→ TASK STATEMENT
Each entry must appear in the answer exactly as written.

→ INFORMATION PROVIDED
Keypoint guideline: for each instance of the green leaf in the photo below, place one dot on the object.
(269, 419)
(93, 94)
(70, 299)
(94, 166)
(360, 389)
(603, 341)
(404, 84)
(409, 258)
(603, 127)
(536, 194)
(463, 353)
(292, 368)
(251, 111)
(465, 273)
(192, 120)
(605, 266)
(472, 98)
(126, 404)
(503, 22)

→ OUTPUT OF THE TASK
Keypoint guideline: for each instance of the green leaf in the photo below, place one dot on the object.
(269, 419)
(93, 94)
(70, 299)
(94, 166)
(360, 389)
(603, 341)
(404, 84)
(409, 258)
(603, 127)
(536, 194)
(463, 353)
(292, 368)
(251, 111)
(465, 273)
(192, 120)
(605, 266)
(472, 98)
(126, 404)
(503, 22)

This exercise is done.